§ **OBJECTIVE**
Write out every row again, swapping "poplar" for "aspen" and leaving everything else untouched. Omit the pictures.

Pointing and labeling rows
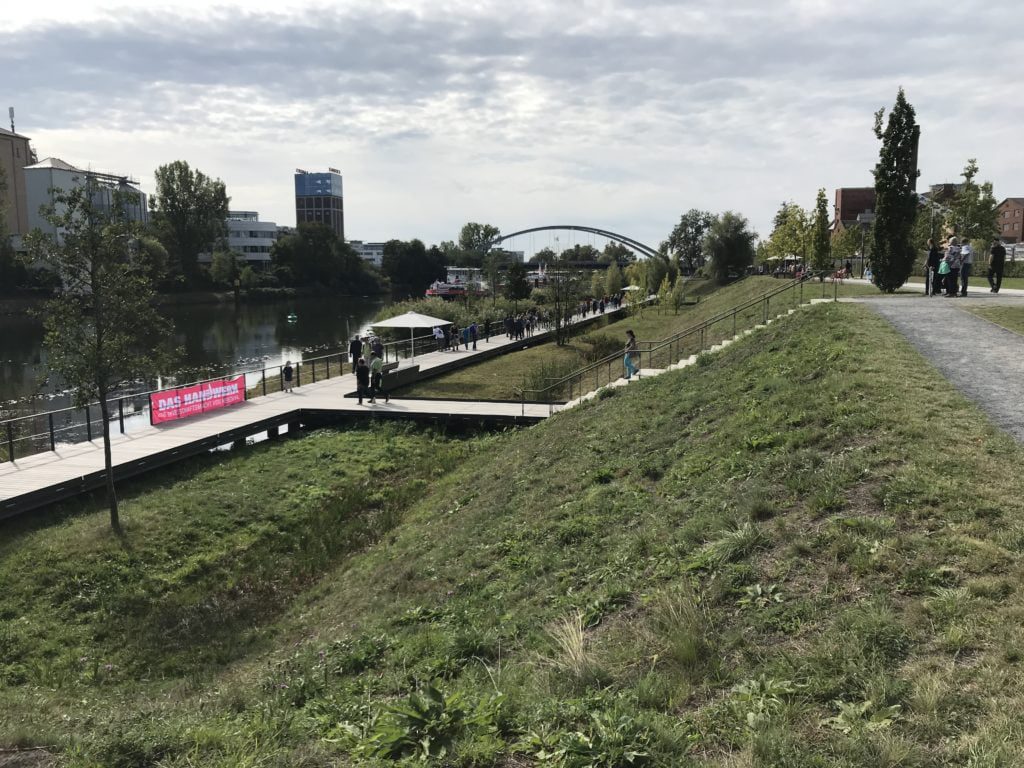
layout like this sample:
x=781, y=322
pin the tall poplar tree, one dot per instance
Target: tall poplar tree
x=896, y=199
x=102, y=327
x=821, y=257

§ **REPLY**
layout like this sample:
x=781, y=322
pin the tall aspen tree, one dot per instance
Target: tall aspen tree
x=896, y=199
x=102, y=327
x=821, y=257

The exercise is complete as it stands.